* [Requirements]:
**a.** According to the post, how often was the nun allowed visitors when she joined her order?
**b.** Reproduce the post word for word, everything from "Over here, it's" down to "approve notes, ...).".

The monks-in-a-monastery metaphor doesn't naturally support the notion of allowing visitors to participate as equals in the lives of the brethren.
Oh, you're so wrong.
Over here, it's quite the hype to "retreat" to a monastery for a weekend, a week, or even longer. And you're expected (but not forced) to join the monks in Vespers (and other prayer services), but not in brewing ale. Just like anonymous monks here, they can join the prayer services (participating in discussions), but they cannot brew ale (vote, frontpage, approve notes, ...).
But if your complaint is that Perlmonks doesn't actually "jibe with the monastic ethos", there's a lot more to complain about. Monks are not supposed to have an individuality (anonymous monks would actually be closer to a monastic "ethos" than high profile users are). There's a strict hierarchy. Monks must obey their superiors. Up to very recently, in many monastries monks (and nuns) had to break all ties with the world outside the monastery, including close family. Not even allowed to go home if their parents were dying. I know a nun who, when she joined her order, was only allowed visitors once a year - and she and her family had to be separated by a fence. Monks have no or little worldly possessions. They are celibate* (well, at least Christian monks are supposed to be celibate). Monasteries would not mix genders (though it used not to be uncommon to have a male abbot as head of a nunnery).

* [Record excerpts]:
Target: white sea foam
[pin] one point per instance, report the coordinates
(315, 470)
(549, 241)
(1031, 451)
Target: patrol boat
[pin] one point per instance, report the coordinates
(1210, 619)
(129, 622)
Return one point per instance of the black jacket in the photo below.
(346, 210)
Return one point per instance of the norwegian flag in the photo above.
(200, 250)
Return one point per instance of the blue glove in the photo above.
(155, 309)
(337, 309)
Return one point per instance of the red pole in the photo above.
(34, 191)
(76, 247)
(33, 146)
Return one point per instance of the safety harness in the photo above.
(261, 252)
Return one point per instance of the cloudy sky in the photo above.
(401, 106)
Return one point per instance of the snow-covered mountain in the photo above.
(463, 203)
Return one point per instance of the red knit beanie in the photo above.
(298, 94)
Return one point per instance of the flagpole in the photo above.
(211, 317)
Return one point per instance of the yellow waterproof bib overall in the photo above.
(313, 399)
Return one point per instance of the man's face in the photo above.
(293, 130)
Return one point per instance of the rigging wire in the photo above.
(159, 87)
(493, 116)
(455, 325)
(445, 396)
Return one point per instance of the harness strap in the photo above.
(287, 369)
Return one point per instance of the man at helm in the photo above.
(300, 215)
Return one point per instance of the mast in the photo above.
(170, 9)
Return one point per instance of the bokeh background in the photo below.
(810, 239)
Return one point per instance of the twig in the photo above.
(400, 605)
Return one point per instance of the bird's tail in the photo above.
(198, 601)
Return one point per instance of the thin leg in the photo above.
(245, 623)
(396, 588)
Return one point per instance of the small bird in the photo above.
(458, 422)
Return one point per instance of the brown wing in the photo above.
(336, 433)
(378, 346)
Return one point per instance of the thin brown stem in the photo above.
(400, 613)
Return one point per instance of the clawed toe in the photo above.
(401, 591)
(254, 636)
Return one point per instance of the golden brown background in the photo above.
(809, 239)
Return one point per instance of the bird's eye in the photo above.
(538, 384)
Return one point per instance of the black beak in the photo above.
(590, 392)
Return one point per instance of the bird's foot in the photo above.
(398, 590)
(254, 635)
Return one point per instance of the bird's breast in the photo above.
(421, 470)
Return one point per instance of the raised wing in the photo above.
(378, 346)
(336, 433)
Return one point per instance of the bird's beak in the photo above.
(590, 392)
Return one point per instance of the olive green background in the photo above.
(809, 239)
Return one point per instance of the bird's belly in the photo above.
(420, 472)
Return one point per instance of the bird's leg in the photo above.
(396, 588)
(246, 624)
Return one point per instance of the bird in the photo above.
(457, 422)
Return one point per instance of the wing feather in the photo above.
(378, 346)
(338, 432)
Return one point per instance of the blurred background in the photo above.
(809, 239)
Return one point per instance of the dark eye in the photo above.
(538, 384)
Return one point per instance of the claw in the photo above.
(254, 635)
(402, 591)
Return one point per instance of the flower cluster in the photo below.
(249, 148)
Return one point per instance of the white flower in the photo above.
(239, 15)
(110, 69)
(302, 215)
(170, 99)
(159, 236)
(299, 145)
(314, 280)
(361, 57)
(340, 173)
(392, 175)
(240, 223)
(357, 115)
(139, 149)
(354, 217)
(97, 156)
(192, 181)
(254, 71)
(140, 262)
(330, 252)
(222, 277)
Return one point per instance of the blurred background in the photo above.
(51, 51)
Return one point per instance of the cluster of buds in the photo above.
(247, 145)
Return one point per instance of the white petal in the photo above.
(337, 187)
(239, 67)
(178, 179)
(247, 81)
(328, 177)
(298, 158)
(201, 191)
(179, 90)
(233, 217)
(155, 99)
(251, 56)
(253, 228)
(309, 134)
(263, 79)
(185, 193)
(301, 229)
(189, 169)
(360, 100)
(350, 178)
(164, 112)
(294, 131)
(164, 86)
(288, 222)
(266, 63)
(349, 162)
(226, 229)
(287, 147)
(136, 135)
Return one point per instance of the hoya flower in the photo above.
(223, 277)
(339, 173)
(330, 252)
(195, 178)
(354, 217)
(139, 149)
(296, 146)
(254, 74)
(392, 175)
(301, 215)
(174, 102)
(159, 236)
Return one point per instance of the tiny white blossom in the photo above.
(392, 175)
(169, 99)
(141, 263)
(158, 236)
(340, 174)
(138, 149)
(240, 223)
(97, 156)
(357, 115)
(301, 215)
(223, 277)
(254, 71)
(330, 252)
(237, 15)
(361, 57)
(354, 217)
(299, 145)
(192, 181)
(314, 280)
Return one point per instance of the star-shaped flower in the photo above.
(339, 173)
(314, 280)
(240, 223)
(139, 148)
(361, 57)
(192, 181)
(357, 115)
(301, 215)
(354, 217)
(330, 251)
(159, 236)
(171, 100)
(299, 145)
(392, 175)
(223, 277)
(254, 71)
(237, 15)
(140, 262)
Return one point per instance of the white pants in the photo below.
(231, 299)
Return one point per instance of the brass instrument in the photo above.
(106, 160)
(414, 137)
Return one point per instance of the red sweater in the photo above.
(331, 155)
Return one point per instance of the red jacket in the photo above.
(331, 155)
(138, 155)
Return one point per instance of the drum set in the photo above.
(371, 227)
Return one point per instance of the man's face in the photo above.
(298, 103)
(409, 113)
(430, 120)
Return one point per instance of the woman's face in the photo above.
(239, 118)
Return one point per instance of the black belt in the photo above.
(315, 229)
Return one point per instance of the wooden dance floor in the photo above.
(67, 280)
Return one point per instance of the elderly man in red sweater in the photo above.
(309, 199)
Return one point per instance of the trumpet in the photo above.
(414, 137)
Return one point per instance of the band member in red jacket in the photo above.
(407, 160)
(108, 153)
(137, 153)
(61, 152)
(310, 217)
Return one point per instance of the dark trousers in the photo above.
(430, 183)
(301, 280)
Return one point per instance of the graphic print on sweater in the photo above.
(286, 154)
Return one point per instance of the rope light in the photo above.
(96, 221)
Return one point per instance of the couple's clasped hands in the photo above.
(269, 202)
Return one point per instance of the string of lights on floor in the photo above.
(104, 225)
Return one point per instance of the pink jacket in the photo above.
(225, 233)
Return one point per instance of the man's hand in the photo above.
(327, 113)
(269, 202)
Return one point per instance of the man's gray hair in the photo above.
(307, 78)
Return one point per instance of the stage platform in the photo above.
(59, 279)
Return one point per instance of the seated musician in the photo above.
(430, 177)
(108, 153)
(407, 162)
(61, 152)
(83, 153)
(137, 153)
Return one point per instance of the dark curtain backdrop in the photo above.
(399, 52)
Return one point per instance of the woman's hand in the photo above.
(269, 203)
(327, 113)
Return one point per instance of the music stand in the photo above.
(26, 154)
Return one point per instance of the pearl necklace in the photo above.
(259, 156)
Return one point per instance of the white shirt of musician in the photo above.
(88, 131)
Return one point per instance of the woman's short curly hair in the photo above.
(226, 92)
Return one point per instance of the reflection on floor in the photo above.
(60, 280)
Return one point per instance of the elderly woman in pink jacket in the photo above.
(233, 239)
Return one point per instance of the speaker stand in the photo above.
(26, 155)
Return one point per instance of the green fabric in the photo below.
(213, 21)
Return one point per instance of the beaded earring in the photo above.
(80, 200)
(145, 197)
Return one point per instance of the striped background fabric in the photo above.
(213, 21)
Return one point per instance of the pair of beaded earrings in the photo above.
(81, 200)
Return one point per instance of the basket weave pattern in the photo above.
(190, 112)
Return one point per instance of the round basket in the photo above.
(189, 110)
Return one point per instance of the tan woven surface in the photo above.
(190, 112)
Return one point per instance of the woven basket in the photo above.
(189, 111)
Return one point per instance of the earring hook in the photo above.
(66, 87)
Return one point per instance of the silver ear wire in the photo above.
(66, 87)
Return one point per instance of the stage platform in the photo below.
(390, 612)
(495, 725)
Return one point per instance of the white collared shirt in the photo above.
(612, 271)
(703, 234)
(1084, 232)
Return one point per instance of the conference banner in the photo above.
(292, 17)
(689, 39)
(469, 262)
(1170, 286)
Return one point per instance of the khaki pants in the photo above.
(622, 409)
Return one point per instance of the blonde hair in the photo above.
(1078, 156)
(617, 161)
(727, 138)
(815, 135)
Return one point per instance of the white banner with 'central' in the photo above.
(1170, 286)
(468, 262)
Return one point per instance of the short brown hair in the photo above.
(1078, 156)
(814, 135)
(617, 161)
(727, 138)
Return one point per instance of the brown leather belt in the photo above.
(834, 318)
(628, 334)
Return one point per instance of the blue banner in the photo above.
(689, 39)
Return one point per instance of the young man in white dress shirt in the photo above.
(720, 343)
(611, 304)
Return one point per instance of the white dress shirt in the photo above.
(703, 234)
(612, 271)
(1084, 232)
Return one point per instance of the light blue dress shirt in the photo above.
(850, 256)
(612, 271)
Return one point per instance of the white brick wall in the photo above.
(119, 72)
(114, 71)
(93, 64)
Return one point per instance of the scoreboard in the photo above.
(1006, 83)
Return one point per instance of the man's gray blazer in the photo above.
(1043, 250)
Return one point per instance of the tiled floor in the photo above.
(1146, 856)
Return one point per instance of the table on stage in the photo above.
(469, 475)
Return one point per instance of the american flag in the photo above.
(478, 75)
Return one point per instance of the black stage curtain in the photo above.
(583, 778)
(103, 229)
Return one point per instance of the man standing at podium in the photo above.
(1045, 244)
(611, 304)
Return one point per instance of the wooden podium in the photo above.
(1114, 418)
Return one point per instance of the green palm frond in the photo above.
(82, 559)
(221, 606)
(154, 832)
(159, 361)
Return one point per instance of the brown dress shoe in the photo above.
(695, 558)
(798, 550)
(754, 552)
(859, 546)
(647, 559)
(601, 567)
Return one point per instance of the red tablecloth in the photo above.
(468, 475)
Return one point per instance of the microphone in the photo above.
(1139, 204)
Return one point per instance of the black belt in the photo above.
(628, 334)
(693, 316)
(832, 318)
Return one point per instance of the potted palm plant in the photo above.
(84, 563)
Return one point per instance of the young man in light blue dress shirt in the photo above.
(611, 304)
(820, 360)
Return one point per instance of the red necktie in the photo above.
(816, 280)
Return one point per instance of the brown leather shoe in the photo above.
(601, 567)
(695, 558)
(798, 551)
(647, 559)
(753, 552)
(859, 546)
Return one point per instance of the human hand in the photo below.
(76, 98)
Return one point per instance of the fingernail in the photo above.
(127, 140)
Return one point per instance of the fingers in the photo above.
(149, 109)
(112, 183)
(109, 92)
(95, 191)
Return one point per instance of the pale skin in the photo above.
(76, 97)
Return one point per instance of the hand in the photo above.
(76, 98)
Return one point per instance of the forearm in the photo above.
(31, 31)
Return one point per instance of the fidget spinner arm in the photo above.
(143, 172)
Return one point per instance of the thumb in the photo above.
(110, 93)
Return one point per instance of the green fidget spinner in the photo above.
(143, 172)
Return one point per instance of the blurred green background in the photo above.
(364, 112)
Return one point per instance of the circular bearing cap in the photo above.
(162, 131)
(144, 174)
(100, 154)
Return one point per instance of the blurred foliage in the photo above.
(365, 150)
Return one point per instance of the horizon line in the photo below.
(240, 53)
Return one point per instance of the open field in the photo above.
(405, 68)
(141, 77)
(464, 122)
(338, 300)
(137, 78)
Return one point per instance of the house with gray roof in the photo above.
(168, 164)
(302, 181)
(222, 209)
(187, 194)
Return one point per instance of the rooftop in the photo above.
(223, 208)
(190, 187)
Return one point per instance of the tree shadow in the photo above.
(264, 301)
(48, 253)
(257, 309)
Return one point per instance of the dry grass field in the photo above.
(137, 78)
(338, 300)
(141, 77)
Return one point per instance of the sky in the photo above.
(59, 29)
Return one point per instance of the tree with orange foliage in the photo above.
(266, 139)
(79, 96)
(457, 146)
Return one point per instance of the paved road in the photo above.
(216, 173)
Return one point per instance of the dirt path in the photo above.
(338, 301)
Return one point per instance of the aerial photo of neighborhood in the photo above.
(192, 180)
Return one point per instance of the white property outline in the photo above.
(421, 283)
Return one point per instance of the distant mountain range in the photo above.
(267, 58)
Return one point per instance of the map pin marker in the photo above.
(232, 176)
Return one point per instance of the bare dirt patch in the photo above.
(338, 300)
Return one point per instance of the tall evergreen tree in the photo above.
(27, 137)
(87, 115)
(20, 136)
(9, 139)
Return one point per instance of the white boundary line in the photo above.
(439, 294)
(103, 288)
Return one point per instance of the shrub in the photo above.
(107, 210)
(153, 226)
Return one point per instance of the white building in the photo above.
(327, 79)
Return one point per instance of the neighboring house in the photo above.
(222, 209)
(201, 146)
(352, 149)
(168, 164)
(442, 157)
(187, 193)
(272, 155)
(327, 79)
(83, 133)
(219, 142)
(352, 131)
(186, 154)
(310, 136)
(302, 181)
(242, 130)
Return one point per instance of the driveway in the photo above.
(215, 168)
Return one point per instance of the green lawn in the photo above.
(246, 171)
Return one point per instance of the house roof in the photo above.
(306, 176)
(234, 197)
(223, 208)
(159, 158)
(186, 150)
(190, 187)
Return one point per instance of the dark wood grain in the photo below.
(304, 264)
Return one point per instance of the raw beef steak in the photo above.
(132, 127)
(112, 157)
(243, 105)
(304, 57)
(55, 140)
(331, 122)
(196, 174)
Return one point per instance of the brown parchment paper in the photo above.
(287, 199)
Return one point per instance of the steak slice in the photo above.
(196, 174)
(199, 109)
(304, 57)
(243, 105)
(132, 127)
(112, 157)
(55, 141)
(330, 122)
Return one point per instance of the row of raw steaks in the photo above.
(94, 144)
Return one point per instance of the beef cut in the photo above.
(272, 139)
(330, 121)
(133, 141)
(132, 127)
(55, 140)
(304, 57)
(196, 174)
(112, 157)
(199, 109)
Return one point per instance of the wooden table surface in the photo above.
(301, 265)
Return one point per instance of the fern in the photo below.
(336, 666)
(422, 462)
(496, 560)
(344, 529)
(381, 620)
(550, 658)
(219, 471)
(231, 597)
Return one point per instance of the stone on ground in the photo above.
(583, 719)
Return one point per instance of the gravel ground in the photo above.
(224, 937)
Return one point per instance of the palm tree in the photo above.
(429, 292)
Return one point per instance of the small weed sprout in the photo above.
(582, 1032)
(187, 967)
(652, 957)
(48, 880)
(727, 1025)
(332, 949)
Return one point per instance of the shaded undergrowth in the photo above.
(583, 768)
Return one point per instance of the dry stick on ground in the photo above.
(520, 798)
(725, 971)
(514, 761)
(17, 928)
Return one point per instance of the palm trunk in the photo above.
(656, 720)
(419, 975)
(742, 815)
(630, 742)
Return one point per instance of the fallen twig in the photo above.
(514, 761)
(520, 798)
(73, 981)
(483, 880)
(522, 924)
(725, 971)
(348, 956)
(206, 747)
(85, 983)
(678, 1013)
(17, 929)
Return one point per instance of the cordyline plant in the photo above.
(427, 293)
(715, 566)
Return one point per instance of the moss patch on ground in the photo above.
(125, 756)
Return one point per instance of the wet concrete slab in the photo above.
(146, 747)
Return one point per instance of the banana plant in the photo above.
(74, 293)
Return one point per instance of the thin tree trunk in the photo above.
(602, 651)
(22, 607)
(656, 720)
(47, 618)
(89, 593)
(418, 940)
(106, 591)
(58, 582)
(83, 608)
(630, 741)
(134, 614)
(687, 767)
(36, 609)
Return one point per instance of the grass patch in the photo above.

* [Solutions]:
**a.** Only once a year, and she and her family had to be separated by a fence.

**b.**
Over here, it's quite the hype to "retreat" to a monastery for a weekend, a week, or even longer. And you're expected (but not forced) to join the monks in Vespers (and other prayer services), but not in brewing ale. Just like anonymous monks here, they can join the prayer services (participating in discussions), but they cannot brew ale (vote, frontpage, approve notes, ...).